### [AUFGABENSTELLUNG]
Wie viel Euro pro Stein zahlen die Paten, die für Hofheim laut dem vorliegenden Text noch gesucht werden?

### [VORLIEGENDER TEXT]
^^^^

Der nächste Termin für die Verlegung von Stolpersteinen ist am 16. Februar 2009 wieder in der Innenstadt.      rmu


Die Historikerin Anna Schmidt
, die die Geschichte Hofheims zwischen 1933 und 1945 erforscht hat, wird am 18. November, 20 Uhr, im Stadtmuseum einen Vortrag zum Thema „Ausgrenzung der jüdischen Einwohner und Arisierung ihrer Immobilien nach der Pogromnacht 1938" halten.

Gunter Demnig ist der Initiator der Aktion Stolpersteine. Mit diesen Mahnmalen erinnert der Künstler an das Schicksal von Menschen, die von den Nationalsozialisten deportiert und ermordet wurden. In rund 300 Städten und Gemeinden hat Demnig rund16 000 Steine gesetzt in Deutschland, Österreich, Ungarn, den Niederlanden und Tschechien. Finanziert werden die Stolpersteine durch Spenden, Sammlungen und Patenschaften.

Zum 60. Jahrestag der Befreiung des Konzentrationslagers Auschwitz am 27. Januar 2005 wurde Demnig in Berlin mit dem „Obermayer German Jewish Award" ausgezeichnet. Den Verdienstorden der Bundesrepublik erhielt Demnig für sein Projekt Stolpersteine am k. Oktober 2005.

Die Gedenksteine sind zehn mal zehn Zentimeter große Betonquader, in die eine Messingplatte eingelassen ist. Darauf sind jeweils Name, Geburts- und Todestag eines Opfers der Nazi-Verbrechen eingraviert. Die Steine werden auf Gehwegen vor den Häusern verlegt, in denen die verschleppten und ermordeten Menschen gewohnt haben. Mehrere tausend Stolpersteine hat der Künstler bislang in zahlreichen Städten Europas verlegt.

Insgesamt 84 Stolpersteine für NS-0pfer soll es in Hofheim und den Stadtteilen geben. Hofheim war die kreisweit erste Kommune, die bei dem Projekt mitmachte. Es werden noch Paten gesucht, die 95 Euro pro Stein zahlen. Das Stadtarchiv informiert unter Telefon 0 61 92 /96 65 50.

^^^^

### [EXTRAHIERTE INFORMATIONEN]
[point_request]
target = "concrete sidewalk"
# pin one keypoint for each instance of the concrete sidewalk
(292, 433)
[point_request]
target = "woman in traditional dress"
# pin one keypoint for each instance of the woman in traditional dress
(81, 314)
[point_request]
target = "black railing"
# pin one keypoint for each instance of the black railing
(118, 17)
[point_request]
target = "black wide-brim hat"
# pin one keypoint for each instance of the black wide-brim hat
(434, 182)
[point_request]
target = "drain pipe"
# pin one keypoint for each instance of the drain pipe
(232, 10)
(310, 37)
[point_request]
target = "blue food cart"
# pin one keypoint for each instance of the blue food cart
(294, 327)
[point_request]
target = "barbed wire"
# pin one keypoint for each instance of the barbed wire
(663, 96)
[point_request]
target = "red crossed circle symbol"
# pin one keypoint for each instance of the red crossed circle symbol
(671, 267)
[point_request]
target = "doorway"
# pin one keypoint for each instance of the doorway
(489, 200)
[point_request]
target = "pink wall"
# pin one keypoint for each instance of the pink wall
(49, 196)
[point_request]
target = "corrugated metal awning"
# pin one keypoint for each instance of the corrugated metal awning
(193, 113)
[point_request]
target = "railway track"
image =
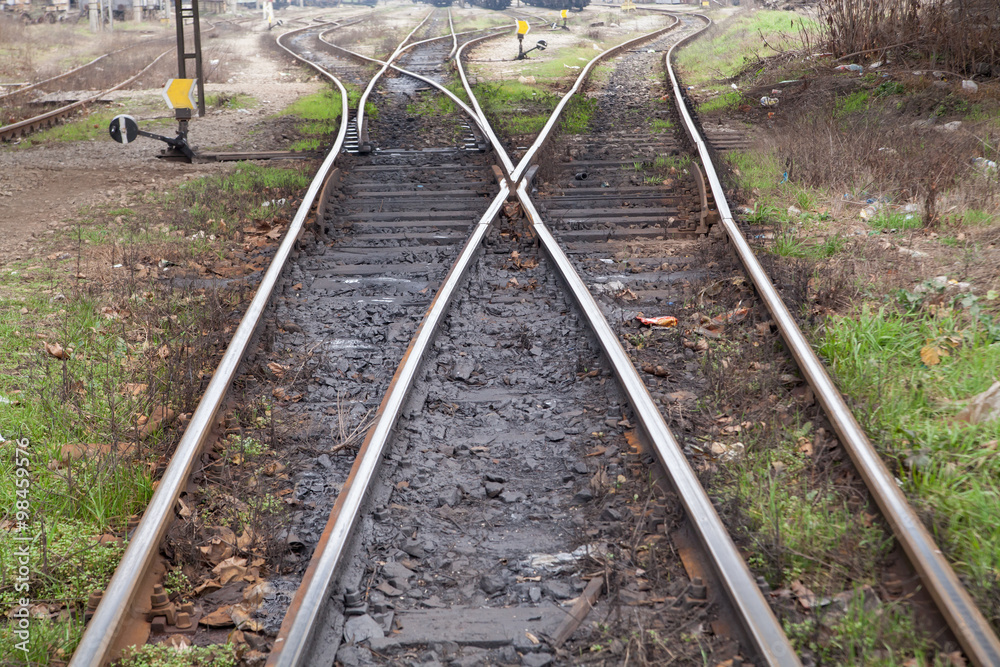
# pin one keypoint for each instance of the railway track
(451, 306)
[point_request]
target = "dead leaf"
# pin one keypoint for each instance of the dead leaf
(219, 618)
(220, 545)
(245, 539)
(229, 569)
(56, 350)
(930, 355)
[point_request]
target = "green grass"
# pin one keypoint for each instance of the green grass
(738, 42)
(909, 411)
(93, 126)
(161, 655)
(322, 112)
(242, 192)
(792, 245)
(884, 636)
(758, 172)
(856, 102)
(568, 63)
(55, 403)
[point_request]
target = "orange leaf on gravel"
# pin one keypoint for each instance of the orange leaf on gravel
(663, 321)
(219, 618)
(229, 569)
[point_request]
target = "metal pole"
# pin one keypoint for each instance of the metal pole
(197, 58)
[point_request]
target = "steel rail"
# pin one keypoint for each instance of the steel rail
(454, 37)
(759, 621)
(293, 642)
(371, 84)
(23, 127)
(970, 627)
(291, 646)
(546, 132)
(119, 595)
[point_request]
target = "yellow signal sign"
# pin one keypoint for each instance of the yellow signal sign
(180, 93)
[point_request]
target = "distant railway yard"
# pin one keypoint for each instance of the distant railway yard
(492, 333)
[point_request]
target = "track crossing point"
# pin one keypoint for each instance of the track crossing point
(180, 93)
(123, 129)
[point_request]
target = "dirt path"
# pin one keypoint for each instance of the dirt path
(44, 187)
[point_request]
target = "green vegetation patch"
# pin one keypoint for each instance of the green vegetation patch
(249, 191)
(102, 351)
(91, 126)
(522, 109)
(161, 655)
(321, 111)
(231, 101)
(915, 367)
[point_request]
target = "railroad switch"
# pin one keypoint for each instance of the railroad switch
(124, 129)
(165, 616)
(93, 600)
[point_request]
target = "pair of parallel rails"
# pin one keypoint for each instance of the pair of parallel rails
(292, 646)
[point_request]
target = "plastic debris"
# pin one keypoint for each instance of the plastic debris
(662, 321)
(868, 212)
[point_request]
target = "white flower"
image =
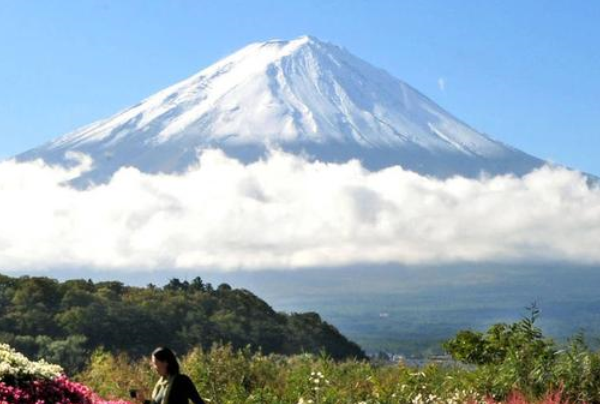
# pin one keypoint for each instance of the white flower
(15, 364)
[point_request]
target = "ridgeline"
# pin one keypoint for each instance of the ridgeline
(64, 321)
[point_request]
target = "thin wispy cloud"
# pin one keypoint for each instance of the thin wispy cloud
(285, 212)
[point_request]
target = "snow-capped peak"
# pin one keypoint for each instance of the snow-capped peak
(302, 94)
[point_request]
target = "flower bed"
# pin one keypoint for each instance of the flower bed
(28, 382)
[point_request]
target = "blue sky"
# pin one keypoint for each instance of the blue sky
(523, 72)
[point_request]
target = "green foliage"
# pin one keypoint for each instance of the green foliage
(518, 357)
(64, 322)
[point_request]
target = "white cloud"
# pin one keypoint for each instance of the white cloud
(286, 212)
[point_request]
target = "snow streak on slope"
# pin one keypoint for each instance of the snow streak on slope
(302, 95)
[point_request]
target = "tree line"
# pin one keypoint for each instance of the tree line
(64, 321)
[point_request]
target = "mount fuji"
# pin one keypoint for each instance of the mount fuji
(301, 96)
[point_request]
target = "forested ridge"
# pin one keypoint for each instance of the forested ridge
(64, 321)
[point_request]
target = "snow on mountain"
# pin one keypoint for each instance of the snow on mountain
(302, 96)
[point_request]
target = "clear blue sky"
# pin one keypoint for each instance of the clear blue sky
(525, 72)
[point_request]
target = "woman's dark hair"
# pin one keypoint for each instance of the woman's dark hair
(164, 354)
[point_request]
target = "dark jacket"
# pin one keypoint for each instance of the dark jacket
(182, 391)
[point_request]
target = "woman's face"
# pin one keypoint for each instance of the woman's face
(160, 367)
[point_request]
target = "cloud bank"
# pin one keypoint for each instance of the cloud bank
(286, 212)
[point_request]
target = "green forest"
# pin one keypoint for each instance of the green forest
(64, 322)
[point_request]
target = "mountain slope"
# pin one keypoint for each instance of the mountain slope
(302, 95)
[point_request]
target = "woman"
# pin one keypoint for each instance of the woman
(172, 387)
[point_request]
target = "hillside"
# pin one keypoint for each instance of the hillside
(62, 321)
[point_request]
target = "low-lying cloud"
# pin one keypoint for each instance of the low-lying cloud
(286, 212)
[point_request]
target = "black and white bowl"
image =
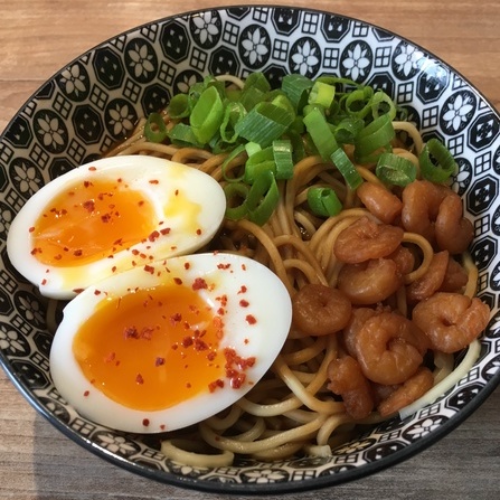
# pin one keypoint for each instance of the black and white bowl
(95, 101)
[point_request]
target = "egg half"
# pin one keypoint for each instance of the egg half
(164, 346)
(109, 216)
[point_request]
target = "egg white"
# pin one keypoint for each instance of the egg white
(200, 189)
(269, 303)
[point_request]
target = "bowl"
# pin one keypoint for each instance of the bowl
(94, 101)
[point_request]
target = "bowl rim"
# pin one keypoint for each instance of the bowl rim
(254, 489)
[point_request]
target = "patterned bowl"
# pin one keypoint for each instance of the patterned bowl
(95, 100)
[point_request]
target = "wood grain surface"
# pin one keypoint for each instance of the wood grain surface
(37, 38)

^^^^

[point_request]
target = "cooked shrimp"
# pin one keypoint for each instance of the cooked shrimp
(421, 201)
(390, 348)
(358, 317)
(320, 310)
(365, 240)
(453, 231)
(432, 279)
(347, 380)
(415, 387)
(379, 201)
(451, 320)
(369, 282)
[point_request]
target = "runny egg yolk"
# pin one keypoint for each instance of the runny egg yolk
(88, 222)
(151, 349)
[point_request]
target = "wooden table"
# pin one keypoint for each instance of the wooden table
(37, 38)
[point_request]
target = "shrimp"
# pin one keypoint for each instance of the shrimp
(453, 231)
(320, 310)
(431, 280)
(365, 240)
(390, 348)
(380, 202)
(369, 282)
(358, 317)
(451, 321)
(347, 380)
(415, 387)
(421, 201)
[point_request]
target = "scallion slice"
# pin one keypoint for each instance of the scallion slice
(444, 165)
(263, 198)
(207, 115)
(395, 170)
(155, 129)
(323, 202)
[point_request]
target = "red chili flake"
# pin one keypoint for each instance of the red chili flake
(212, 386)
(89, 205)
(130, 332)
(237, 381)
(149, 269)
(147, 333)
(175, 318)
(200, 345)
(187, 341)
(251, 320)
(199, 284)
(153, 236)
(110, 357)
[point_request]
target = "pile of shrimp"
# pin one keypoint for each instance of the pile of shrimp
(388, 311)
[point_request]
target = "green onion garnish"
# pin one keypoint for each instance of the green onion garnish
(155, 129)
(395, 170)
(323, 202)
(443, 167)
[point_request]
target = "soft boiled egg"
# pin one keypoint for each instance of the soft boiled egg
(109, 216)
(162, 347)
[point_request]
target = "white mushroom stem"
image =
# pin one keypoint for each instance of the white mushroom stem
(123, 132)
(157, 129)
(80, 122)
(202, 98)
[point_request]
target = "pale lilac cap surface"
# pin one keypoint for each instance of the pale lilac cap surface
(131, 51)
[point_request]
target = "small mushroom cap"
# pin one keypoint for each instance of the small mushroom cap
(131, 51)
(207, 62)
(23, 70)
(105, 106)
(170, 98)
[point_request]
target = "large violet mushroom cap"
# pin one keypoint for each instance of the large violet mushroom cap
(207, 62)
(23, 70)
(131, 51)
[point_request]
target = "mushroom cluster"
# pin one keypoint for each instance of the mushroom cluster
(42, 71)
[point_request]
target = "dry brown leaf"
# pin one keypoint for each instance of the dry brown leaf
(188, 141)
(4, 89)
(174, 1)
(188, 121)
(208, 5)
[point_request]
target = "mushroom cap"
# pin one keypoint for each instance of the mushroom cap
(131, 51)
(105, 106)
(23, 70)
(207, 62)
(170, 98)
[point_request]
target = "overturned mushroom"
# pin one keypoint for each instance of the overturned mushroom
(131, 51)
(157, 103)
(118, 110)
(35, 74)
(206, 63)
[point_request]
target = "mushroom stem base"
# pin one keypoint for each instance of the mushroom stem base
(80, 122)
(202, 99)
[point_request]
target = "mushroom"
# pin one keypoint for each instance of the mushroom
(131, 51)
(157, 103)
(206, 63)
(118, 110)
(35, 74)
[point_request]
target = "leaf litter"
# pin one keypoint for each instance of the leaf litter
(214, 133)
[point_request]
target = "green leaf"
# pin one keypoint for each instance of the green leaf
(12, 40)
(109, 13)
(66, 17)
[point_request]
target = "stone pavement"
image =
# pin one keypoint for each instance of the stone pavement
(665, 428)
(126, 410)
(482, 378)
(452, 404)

^^^^

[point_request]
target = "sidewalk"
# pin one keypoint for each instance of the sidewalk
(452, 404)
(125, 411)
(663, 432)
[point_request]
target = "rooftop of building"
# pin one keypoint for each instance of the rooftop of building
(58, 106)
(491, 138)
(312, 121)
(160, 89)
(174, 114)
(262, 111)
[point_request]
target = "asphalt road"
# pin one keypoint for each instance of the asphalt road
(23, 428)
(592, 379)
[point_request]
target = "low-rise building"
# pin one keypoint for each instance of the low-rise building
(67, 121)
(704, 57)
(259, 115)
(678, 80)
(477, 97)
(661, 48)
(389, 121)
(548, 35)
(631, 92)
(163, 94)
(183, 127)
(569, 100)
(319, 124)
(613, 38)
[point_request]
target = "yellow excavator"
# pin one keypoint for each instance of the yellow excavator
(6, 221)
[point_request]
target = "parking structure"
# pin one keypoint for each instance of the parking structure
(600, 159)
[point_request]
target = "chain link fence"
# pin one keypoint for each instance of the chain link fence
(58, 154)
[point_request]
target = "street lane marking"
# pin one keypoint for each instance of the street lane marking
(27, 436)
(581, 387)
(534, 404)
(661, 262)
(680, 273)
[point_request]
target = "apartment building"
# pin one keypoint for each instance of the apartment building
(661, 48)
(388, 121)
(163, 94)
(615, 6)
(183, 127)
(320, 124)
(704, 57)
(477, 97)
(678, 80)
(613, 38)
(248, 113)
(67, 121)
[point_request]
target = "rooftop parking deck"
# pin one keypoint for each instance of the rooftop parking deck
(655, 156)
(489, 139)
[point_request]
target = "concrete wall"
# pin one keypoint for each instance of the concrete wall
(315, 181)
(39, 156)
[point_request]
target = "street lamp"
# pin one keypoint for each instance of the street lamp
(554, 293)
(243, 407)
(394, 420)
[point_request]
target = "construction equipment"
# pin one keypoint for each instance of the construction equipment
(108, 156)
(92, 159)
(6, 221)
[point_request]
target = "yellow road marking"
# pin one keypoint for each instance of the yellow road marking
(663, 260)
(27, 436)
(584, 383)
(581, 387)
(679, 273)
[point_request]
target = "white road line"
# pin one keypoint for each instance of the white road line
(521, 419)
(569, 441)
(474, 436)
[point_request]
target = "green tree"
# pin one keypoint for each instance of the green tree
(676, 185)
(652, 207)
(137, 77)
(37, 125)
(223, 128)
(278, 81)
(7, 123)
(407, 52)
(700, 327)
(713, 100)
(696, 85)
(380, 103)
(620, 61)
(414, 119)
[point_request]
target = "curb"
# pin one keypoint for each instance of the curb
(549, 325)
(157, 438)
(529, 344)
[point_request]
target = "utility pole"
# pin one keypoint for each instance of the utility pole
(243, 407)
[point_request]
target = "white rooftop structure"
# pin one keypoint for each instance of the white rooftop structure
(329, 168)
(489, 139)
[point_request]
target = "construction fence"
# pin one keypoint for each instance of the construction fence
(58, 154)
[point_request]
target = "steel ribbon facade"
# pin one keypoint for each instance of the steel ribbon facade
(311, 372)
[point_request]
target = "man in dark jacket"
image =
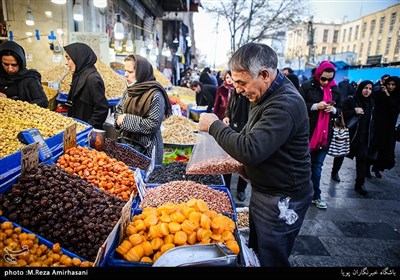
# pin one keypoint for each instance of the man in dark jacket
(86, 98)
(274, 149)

^^^^

### [BEARBEITETE AUFGABE]
Die Paten zahlen 95 Euro pro Stein.